[Start of Exercise material]

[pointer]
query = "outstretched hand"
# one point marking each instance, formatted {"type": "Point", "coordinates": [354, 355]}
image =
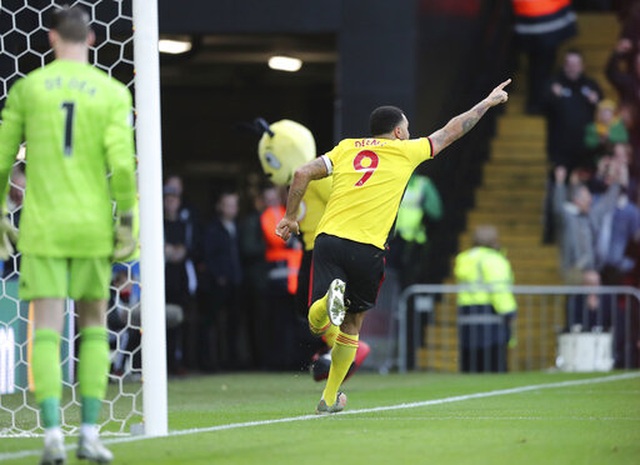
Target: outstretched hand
{"type": "Point", "coordinates": [499, 95]}
{"type": "Point", "coordinates": [286, 227]}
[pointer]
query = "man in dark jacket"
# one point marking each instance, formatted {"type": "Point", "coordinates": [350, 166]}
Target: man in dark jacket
{"type": "Point", "coordinates": [570, 105]}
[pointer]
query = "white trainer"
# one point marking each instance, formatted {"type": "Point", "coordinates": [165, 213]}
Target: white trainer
{"type": "Point", "coordinates": [338, 406]}
{"type": "Point", "coordinates": [54, 452]}
{"type": "Point", "coordinates": [93, 450]}
{"type": "Point", "coordinates": [335, 302]}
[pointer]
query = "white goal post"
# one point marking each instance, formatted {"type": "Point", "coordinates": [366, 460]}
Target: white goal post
{"type": "Point", "coordinates": [137, 394]}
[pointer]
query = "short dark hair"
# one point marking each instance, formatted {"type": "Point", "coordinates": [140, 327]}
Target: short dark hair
{"type": "Point", "coordinates": [71, 23]}
{"type": "Point", "coordinates": [385, 119]}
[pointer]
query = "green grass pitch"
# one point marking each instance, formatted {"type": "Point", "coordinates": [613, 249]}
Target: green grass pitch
{"type": "Point", "coordinates": [397, 419]}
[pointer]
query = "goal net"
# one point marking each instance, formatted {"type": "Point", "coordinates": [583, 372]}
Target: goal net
{"type": "Point", "coordinates": [24, 47]}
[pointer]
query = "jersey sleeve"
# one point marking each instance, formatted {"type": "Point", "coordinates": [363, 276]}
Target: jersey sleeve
{"type": "Point", "coordinates": [419, 150]}
{"type": "Point", "coordinates": [11, 135]}
{"type": "Point", "coordinates": [120, 151]}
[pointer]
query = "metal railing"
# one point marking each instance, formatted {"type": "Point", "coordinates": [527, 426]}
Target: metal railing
{"type": "Point", "coordinates": [427, 332]}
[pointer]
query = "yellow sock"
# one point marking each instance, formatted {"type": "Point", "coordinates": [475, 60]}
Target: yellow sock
{"type": "Point", "coordinates": [318, 318]}
{"type": "Point", "coordinates": [342, 356]}
{"type": "Point", "coordinates": [330, 335]}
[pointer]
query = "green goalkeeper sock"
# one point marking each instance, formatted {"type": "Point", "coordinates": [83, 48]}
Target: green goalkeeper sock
{"type": "Point", "coordinates": [47, 375]}
{"type": "Point", "coordinates": [93, 371]}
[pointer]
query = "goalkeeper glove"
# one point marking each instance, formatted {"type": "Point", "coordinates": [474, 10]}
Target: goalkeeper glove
{"type": "Point", "coordinates": [125, 243]}
{"type": "Point", "coordinates": [9, 237]}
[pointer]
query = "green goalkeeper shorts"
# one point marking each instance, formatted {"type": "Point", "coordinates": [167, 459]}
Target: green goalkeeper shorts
{"type": "Point", "coordinates": [76, 278]}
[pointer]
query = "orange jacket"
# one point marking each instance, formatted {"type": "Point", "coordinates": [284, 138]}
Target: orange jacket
{"type": "Point", "coordinates": [277, 249]}
{"type": "Point", "coordinates": [533, 8]}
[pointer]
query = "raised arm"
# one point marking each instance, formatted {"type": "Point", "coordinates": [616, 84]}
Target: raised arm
{"type": "Point", "coordinates": [315, 169]}
{"type": "Point", "coordinates": [463, 123]}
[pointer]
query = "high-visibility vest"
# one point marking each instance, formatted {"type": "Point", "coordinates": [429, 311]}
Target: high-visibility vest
{"type": "Point", "coordinates": [489, 278]}
{"type": "Point", "coordinates": [533, 8]}
{"type": "Point", "coordinates": [276, 248]}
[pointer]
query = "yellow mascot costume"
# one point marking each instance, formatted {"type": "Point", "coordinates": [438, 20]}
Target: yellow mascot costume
{"type": "Point", "coordinates": [284, 146]}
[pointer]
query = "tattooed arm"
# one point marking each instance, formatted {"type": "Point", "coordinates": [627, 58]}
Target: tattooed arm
{"type": "Point", "coordinates": [315, 169]}
{"type": "Point", "coordinates": [462, 124]}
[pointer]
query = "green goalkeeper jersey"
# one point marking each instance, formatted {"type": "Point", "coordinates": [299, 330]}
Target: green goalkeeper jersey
{"type": "Point", "coordinates": [77, 124]}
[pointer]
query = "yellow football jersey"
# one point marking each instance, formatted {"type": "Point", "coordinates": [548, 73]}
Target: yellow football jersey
{"type": "Point", "coordinates": [369, 177]}
{"type": "Point", "coordinates": [311, 209]}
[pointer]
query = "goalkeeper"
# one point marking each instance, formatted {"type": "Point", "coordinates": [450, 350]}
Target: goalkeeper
{"type": "Point", "coordinates": [76, 122]}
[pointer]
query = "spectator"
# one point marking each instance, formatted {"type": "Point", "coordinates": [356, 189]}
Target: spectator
{"type": "Point", "coordinates": [606, 130]}
{"type": "Point", "coordinates": [421, 203]}
{"type": "Point", "coordinates": [283, 259]}
{"type": "Point", "coordinates": [571, 101]}
{"type": "Point", "coordinates": [487, 308]}
{"type": "Point", "coordinates": [540, 27]}
{"type": "Point", "coordinates": [619, 228]}
{"type": "Point", "coordinates": [579, 223]}
{"type": "Point", "coordinates": [590, 312]}
{"type": "Point", "coordinates": [193, 241]}
{"type": "Point", "coordinates": [570, 104]}
{"type": "Point", "coordinates": [177, 290]}
{"type": "Point", "coordinates": [254, 288]}
{"type": "Point", "coordinates": [221, 280]}
{"type": "Point", "coordinates": [626, 80]}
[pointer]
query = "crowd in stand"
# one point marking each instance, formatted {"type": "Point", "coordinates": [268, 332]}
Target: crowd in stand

[End of Exercise material]

# Instruction
Pictures are excluded; repeat every record exactly.

# Final answer
[pointer]
query = "outstretched hand"
# one point marking each instance, formatted {"type": "Point", "coordinates": [354, 355]}
image =
Target: outstretched hand
{"type": "Point", "coordinates": [499, 95]}
{"type": "Point", "coordinates": [286, 227]}
[pointer]
query = "man in dark jacket"
# one point marking each instance, formatted {"type": "Point", "coordinates": [350, 166]}
Target: man in dark jacket
{"type": "Point", "coordinates": [570, 105]}
[pointer]
query = "white trainer"
# one point marking each instance, formatted {"type": "Point", "coordinates": [165, 213]}
Target: white trainer
{"type": "Point", "coordinates": [338, 406]}
{"type": "Point", "coordinates": [54, 452]}
{"type": "Point", "coordinates": [93, 450]}
{"type": "Point", "coordinates": [335, 302]}
[pointer]
query = "white goal post"
# one point marking each instance, formatted {"type": "Point", "coordinates": [366, 460]}
Target: white goal post
{"type": "Point", "coordinates": [137, 394]}
[pointer]
query = "short dark hair"
# one point marking each instance, formatted {"type": "Point", "coordinates": [140, 327]}
Target: short dark hair
{"type": "Point", "coordinates": [71, 23]}
{"type": "Point", "coordinates": [385, 119]}
[pointer]
query = "green grass pitch"
# one point marking each instance, formatted {"type": "Point", "coordinates": [613, 249]}
Target: green grass pitch
{"type": "Point", "coordinates": [397, 419]}
[pointer]
query = "goal net"
# one point marking each instance, formatted {"type": "Point", "coordinates": [583, 372]}
Target: goal net
{"type": "Point", "coordinates": [24, 47]}
[pointer]
query = "jersey sleeve"
# one point marking each instance, formatted {"type": "Point", "coordinates": [363, 276]}
Target: jersey sleeve
{"type": "Point", "coordinates": [419, 150]}
{"type": "Point", "coordinates": [11, 135]}
{"type": "Point", "coordinates": [120, 151]}
[pointer]
query = "metal railing"
# one point marking each instance, formatted {"type": "Point", "coordinates": [527, 426]}
Target: metal railing
{"type": "Point", "coordinates": [427, 332]}
[pointer]
query = "yellow sock"
# one point marking each instance, formatted {"type": "Point", "coordinates": [475, 60]}
Target: yellow sock
{"type": "Point", "coordinates": [318, 318]}
{"type": "Point", "coordinates": [342, 356]}
{"type": "Point", "coordinates": [330, 335]}
[pointer]
query = "green goalkeeper sock"
# one point marking each instance, formatted {"type": "Point", "coordinates": [83, 48]}
Target: green goalkeeper sock
{"type": "Point", "coordinates": [47, 375]}
{"type": "Point", "coordinates": [93, 371]}
[pointer]
query = "goalkeeper glove"
# one point marking each instance, formatted {"type": "Point", "coordinates": [474, 10]}
Target: goalkeeper glove
{"type": "Point", "coordinates": [125, 243]}
{"type": "Point", "coordinates": [9, 237]}
[pointer]
query = "green goalkeeper shorts"
# one point marking each instance, formatted {"type": "Point", "coordinates": [167, 459]}
Target: green goalkeeper shorts
{"type": "Point", "coordinates": [76, 278]}
[pointer]
query = "orange jacket"
# one point marking each instance, formatted {"type": "Point", "coordinates": [284, 138]}
Target: orange jacket
{"type": "Point", "coordinates": [277, 249]}
{"type": "Point", "coordinates": [533, 8]}
[pointer]
query = "raised arm"
# one point marking each instance, formatted {"type": "Point", "coordinates": [616, 84]}
Target: raised arm
{"type": "Point", "coordinates": [315, 169]}
{"type": "Point", "coordinates": [463, 123]}
[pointer]
query = "high-visibility vest"
# one point marking each instance, formatted {"type": "Point", "coordinates": [429, 311]}
Target: high-visibility vest
{"type": "Point", "coordinates": [489, 278]}
{"type": "Point", "coordinates": [533, 8]}
{"type": "Point", "coordinates": [276, 248]}
[pointer]
query = "yellow mascot costume"
# one point marking each instance, formatted {"type": "Point", "coordinates": [438, 20]}
Target: yellow mascot costume
{"type": "Point", "coordinates": [284, 146]}
[pointer]
query = "tattooed arm"
# one point marking each instance, formatted {"type": "Point", "coordinates": [627, 58]}
Target: tattooed arm
{"type": "Point", "coordinates": [315, 169]}
{"type": "Point", "coordinates": [462, 124]}
[pointer]
query = "green goalkeeper jersey"
# one point marking each instance, formatted {"type": "Point", "coordinates": [299, 330]}
Target: green goalkeeper jersey
{"type": "Point", "coordinates": [77, 124]}
[pointer]
query = "yellow football jersey"
# one point marking each instance, formatted {"type": "Point", "coordinates": [548, 73]}
Target: yellow football jersey
{"type": "Point", "coordinates": [369, 177]}
{"type": "Point", "coordinates": [311, 209]}
[pointer]
query = "goalkeeper"
# one point marking each instance, formatted {"type": "Point", "coordinates": [450, 350]}
Target: goalkeeper
{"type": "Point", "coordinates": [76, 122]}
[pointer]
query = "spectator"
# one point marking each instance, formatted {"type": "Point", "coordinates": [356, 189]}
Target: spectator
{"type": "Point", "coordinates": [606, 130]}
{"type": "Point", "coordinates": [421, 203]}
{"type": "Point", "coordinates": [283, 259]}
{"type": "Point", "coordinates": [571, 101]}
{"type": "Point", "coordinates": [487, 308]}
{"type": "Point", "coordinates": [540, 27]}
{"type": "Point", "coordinates": [619, 228]}
{"type": "Point", "coordinates": [579, 223]}
{"type": "Point", "coordinates": [590, 312]}
{"type": "Point", "coordinates": [193, 241]}
{"type": "Point", "coordinates": [570, 104]}
{"type": "Point", "coordinates": [177, 290]}
{"type": "Point", "coordinates": [254, 288]}
{"type": "Point", "coordinates": [221, 280]}
{"type": "Point", "coordinates": [626, 80]}
[pointer]
query = "crowd in stand"
# one point marking each instance, formatted {"type": "Point", "coordinates": [268, 332]}
Target: crowd in stand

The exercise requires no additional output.